What to do » Please copy the data below line for line, keeping every character unchanged.

Material for the task »
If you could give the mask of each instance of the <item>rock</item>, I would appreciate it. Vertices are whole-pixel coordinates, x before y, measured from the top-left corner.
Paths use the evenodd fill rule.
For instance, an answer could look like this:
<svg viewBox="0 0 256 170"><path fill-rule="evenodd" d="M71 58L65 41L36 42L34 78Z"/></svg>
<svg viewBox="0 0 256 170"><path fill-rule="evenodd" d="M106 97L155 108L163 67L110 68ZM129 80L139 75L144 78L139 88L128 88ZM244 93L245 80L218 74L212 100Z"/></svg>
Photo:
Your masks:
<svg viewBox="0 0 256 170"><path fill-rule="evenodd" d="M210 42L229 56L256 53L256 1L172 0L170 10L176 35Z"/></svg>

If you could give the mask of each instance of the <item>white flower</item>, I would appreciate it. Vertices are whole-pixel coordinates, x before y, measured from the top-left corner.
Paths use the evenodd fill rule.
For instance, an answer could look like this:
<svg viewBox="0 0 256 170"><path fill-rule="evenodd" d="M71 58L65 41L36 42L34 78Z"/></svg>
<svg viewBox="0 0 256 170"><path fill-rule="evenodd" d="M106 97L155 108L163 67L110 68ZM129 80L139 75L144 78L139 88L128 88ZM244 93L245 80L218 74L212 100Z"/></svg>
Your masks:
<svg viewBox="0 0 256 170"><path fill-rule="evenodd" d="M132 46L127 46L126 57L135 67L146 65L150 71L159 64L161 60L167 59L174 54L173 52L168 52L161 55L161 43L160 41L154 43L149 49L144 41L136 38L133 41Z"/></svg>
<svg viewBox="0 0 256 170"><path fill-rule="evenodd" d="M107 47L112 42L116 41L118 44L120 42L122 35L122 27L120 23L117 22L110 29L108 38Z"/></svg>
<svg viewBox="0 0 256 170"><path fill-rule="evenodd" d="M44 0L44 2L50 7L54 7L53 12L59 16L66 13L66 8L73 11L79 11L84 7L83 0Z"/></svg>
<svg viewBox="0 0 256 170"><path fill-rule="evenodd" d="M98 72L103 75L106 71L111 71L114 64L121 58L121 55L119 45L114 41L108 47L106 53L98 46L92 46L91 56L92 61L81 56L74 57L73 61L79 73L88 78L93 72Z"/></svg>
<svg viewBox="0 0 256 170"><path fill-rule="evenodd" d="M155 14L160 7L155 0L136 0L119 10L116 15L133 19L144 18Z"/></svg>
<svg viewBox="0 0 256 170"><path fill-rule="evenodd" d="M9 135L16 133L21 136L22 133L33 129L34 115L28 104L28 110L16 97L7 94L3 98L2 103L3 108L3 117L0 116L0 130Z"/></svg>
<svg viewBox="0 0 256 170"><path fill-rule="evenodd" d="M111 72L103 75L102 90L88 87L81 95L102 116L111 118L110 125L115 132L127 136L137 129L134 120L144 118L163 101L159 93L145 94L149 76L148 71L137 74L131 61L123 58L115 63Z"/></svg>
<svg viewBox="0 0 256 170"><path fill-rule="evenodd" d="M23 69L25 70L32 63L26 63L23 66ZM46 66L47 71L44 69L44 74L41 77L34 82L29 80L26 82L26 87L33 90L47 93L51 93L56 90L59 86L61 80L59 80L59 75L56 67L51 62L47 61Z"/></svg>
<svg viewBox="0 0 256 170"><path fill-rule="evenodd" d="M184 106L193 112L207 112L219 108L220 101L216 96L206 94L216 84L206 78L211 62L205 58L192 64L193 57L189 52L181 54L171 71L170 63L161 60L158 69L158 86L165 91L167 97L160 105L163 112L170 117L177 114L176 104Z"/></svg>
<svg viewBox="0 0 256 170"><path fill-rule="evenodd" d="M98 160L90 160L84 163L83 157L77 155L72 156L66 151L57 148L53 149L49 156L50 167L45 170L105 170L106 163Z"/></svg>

Reply to the exercise »
If you could give the mask of each instance of the <item>rock</item>, I would appreciate it. Vertices are whole-pixel coordinates, x before y, measured from the top-left corner.
Paths use the evenodd fill rule.
For instance, an answer could look like this:
<svg viewBox="0 0 256 170"><path fill-rule="evenodd" d="M71 58L65 41L36 42L34 78Z"/></svg>
<svg viewBox="0 0 256 170"><path fill-rule="evenodd" d="M106 97L155 108L163 67L110 68ZM129 80L139 75L144 78L139 88L128 88ZM244 93L245 80L218 74L212 100Z"/></svg>
Photo:
Your masks:
<svg viewBox="0 0 256 170"><path fill-rule="evenodd" d="M210 42L229 56L256 53L256 1L172 0L170 10L176 35Z"/></svg>

If you could give the mask of each instance of the <item>white flower</item>, I would appreciate it. Vertices are whole-pixel coordinates, x before y, measured from the top-left corner.
Paths use the evenodd fill rule.
For instance, an answer could look like this:
<svg viewBox="0 0 256 170"><path fill-rule="evenodd" d="M71 58L65 41L36 42L34 78Z"/></svg>
<svg viewBox="0 0 256 170"><path fill-rule="evenodd" d="M106 97L155 108L163 67L110 68ZM129 80L139 75L144 78L139 88L128 88ZM244 93L245 80L218 74L212 100Z"/></svg>
Your masks:
<svg viewBox="0 0 256 170"><path fill-rule="evenodd" d="M132 46L127 46L126 57L135 67L146 65L150 71L159 64L161 60L167 59L174 54L173 52L168 52L161 55L161 43L160 41L154 43L149 49L144 41L136 38L133 41Z"/></svg>
<svg viewBox="0 0 256 170"><path fill-rule="evenodd" d="M107 47L112 42L116 41L118 44L120 42L122 35L122 27L120 23L117 22L110 29L108 38Z"/></svg>
<svg viewBox="0 0 256 170"><path fill-rule="evenodd" d="M44 0L44 2L50 7L54 7L53 12L59 16L66 13L66 8L73 11L79 11L84 7L83 0Z"/></svg>
<svg viewBox="0 0 256 170"><path fill-rule="evenodd" d="M98 72L103 75L106 71L111 71L114 64L121 58L121 55L119 45L114 41L108 47L106 53L98 46L92 46L91 56L92 61L81 56L74 57L73 61L79 73L88 78L93 72Z"/></svg>
<svg viewBox="0 0 256 170"><path fill-rule="evenodd" d="M155 14L160 7L155 0L136 0L119 10L116 15L133 19L144 18Z"/></svg>
<svg viewBox="0 0 256 170"><path fill-rule="evenodd" d="M9 135L16 133L21 136L22 133L33 129L34 115L28 104L28 110L16 97L7 94L3 98L2 103L3 108L3 117L0 116L0 130Z"/></svg>
<svg viewBox="0 0 256 170"><path fill-rule="evenodd" d="M111 72L103 75L102 90L88 87L81 95L102 116L111 118L110 125L115 132L127 136L137 129L134 120L144 118L163 101L159 93L145 94L149 76L148 71L137 74L131 61L123 58L115 63Z"/></svg>
<svg viewBox="0 0 256 170"><path fill-rule="evenodd" d="M23 69L25 70L32 63L26 63L23 66ZM46 66L47 71L44 69L44 74L41 77L34 82L29 80L26 82L26 87L33 90L47 93L51 93L56 90L59 86L61 80L59 80L59 75L56 67L51 62L47 61Z"/></svg>
<svg viewBox="0 0 256 170"><path fill-rule="evenodd" d="M184 106L193 112L207 112L219 108L220 101L216 96L206 94L216 84L206 78L211 62L205 58L192 64L193 57L189 52L181 54L171 71L170 63L161 60L158 69L158 86L165 91L167 97L160 105L163 112L170 117L177 114L176 104Z"/></svg>
<svg viewBox="0 0 256 170"><path fill-rule="evenodd" d="M98 160L90 160L84 163L83 157L77 155L72 156L66 151L57 148L53 149L49 156L50 167L45 170L105 170L106 163Z"/></svg>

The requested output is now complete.